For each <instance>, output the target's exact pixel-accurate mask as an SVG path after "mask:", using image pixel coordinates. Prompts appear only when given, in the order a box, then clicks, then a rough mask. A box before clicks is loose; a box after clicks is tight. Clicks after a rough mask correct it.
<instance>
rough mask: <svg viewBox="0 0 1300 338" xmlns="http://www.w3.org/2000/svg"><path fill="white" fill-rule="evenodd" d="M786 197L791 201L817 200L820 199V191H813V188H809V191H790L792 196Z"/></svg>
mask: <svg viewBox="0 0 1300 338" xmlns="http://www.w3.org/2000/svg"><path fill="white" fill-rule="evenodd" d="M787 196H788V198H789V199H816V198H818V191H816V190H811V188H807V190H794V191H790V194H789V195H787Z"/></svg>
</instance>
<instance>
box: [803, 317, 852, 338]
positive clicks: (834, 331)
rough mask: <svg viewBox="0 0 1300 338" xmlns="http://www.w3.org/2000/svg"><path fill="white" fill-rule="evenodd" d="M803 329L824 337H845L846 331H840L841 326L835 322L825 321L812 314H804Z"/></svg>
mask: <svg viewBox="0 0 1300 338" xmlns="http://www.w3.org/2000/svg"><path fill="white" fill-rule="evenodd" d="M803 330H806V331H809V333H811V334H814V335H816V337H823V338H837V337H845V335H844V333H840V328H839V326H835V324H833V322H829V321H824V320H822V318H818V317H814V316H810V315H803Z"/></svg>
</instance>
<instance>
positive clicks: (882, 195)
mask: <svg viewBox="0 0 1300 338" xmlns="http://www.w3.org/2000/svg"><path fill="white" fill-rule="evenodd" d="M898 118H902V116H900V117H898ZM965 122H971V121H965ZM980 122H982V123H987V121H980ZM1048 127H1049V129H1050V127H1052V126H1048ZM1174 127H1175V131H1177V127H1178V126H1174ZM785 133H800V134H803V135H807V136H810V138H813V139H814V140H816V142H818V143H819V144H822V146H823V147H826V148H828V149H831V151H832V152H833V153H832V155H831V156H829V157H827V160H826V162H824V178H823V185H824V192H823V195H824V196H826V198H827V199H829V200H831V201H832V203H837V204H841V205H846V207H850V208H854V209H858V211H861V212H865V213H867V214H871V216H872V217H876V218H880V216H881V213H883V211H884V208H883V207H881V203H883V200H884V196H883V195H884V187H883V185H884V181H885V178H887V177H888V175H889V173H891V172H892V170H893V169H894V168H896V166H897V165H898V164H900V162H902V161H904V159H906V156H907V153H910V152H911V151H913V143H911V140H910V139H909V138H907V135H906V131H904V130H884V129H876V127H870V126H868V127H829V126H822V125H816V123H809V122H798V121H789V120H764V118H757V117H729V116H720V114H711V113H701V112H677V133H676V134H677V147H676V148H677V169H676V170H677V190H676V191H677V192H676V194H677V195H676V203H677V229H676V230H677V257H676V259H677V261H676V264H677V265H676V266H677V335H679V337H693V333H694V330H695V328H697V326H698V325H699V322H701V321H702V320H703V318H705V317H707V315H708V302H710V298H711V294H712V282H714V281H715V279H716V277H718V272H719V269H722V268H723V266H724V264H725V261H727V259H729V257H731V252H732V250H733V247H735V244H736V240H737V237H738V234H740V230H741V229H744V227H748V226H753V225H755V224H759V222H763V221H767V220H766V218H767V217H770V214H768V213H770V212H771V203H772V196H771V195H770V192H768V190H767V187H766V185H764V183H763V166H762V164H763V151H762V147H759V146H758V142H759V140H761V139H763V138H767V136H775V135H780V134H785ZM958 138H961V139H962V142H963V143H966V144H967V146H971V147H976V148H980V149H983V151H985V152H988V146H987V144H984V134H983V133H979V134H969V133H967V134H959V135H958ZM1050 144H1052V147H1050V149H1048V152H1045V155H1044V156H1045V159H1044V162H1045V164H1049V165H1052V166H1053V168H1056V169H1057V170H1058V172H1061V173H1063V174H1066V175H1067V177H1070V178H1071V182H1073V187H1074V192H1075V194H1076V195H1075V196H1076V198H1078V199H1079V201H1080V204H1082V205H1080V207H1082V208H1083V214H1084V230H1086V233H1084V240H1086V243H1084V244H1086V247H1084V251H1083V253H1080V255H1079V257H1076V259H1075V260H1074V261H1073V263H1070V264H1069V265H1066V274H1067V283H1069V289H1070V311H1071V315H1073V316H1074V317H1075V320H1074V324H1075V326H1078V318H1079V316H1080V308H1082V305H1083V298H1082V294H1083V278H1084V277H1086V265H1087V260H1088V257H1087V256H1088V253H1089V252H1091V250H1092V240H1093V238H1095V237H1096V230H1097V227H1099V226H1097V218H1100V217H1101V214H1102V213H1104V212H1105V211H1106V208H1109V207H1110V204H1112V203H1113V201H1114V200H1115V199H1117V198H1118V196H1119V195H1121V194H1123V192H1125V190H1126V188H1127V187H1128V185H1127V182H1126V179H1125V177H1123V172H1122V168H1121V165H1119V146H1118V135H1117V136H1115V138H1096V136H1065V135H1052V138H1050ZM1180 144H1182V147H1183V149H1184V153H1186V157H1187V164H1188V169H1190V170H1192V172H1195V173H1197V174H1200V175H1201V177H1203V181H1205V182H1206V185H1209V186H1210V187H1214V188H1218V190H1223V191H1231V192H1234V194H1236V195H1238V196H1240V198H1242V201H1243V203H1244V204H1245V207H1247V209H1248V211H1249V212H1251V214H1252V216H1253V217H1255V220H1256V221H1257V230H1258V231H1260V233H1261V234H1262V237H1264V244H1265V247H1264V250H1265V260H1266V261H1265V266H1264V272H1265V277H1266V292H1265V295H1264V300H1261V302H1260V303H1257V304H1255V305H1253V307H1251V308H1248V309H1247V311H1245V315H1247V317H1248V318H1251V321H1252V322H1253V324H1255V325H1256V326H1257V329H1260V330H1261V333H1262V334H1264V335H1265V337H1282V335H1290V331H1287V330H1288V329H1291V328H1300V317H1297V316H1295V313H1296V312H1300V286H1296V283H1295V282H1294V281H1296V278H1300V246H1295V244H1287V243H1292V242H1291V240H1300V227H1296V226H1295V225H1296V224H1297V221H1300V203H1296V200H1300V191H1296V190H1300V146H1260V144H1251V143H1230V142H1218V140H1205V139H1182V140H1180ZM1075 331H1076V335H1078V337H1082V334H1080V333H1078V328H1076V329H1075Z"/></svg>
----------------------------------------
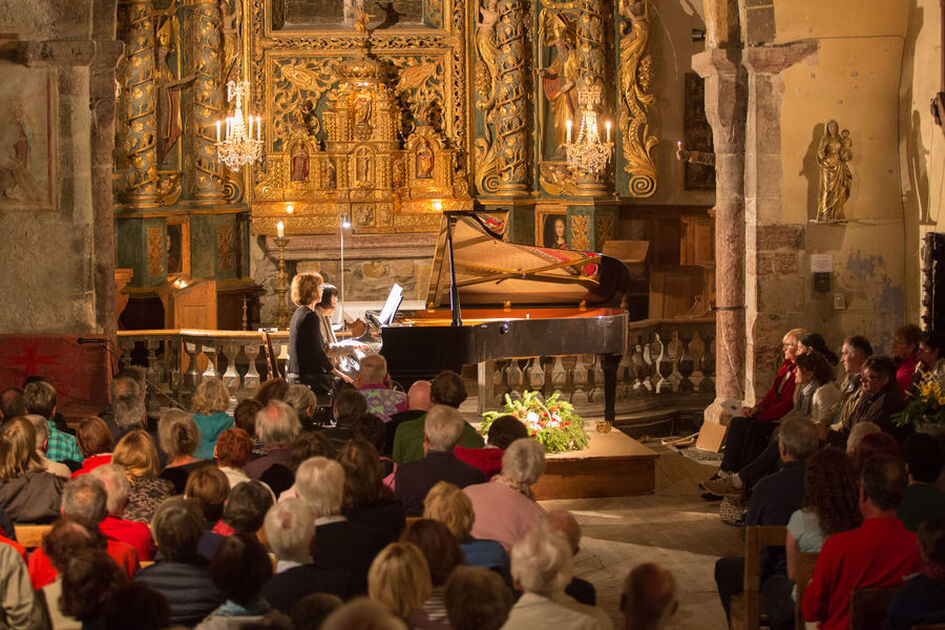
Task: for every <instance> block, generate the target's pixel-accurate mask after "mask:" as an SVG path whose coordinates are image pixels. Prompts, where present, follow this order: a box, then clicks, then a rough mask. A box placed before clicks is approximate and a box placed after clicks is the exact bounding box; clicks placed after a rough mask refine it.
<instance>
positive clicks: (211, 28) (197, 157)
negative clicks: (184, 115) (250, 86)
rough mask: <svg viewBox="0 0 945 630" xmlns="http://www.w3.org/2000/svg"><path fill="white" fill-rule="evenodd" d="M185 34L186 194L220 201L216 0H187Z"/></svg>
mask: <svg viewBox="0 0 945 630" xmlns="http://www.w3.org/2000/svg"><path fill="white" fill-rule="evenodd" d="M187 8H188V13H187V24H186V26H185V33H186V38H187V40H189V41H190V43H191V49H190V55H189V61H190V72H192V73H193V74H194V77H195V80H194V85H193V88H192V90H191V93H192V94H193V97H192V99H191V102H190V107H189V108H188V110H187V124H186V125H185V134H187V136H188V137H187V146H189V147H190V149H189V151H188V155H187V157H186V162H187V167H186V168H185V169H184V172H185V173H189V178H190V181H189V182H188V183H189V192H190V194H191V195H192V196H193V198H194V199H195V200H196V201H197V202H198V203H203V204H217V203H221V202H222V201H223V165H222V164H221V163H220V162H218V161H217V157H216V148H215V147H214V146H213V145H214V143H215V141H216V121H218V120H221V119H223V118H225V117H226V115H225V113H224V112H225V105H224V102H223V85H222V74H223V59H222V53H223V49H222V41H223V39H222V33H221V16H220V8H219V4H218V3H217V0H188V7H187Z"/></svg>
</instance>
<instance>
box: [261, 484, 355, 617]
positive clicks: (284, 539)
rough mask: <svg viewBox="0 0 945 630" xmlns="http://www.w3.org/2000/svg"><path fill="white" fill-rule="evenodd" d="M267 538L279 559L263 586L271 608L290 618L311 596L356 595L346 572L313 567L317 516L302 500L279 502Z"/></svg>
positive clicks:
----------------------------------------
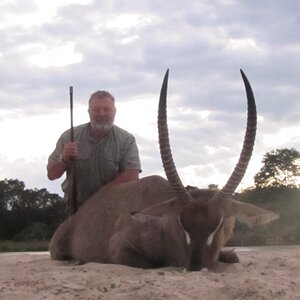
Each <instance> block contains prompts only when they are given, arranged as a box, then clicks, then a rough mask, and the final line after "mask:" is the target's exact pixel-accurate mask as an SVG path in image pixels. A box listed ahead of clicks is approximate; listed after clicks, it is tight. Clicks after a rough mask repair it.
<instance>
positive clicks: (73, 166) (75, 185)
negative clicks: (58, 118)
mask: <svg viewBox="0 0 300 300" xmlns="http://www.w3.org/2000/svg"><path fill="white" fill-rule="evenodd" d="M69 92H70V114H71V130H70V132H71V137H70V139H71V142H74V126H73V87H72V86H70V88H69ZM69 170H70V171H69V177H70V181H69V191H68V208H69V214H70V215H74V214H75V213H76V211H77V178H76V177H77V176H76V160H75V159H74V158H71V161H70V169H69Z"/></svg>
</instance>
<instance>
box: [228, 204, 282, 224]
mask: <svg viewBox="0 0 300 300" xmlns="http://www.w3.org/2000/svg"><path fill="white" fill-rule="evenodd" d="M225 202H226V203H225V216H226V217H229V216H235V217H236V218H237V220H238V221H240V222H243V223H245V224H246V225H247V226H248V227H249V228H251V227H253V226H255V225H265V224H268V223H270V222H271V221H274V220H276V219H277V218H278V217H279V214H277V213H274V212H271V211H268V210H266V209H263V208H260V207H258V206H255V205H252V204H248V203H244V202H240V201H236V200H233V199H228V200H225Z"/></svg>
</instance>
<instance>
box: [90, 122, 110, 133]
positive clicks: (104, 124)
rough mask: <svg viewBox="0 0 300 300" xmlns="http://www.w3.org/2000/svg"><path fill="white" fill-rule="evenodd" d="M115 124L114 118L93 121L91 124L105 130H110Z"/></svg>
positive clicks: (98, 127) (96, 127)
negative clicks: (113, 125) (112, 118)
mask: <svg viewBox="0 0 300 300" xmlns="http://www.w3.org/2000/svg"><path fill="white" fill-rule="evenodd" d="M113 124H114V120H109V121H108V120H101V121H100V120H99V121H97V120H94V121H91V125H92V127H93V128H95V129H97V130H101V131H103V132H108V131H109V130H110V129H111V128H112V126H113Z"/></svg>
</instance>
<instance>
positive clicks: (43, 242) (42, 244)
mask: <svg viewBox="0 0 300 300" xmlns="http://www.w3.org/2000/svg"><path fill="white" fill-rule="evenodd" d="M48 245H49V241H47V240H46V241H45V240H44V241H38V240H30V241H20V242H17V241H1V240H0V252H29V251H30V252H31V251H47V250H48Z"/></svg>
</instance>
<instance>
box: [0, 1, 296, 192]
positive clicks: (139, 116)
----------------------------------------
Within the material above, output exactly the lines from the one with "For each <instance>, output" through the one with "positive clicks: (834, 331)", end lines included, and nothing besides.

For each <instance>, output the target's exact pixel-accurate mask as an SVG path after "mask:", using image pixel coordinates. Prompts appear only when given, in the order a box, then clicks, then a rough mask. A box before clicks is loose; a box after clicks is tight. Clicks after a rough mask correct it.
<instance>
rough mask: <svg viewBox="0 0 1300 338" xmlns="http://www.w3.org/2000/svg"><path fill="white" fill-rule="evenodd" d="M786 197L791 201L817 200L820 199V191H813V188H809V191H790L792 196Z"/></svg>
mask: <svg viewBox="0 0 1300 338" xmlns="http://www.w3.org/2000/svg"><path fill="white" fill-rule="evenodd" d="M787 196H788V198H789V199H816V198H818V191H816V190H811V188H807V190H794V191H790V194H789V195H787Z"/></svg>
</instance>
<instance>
box: [803, 317, 852, 338]
positive clicks: (834, 331)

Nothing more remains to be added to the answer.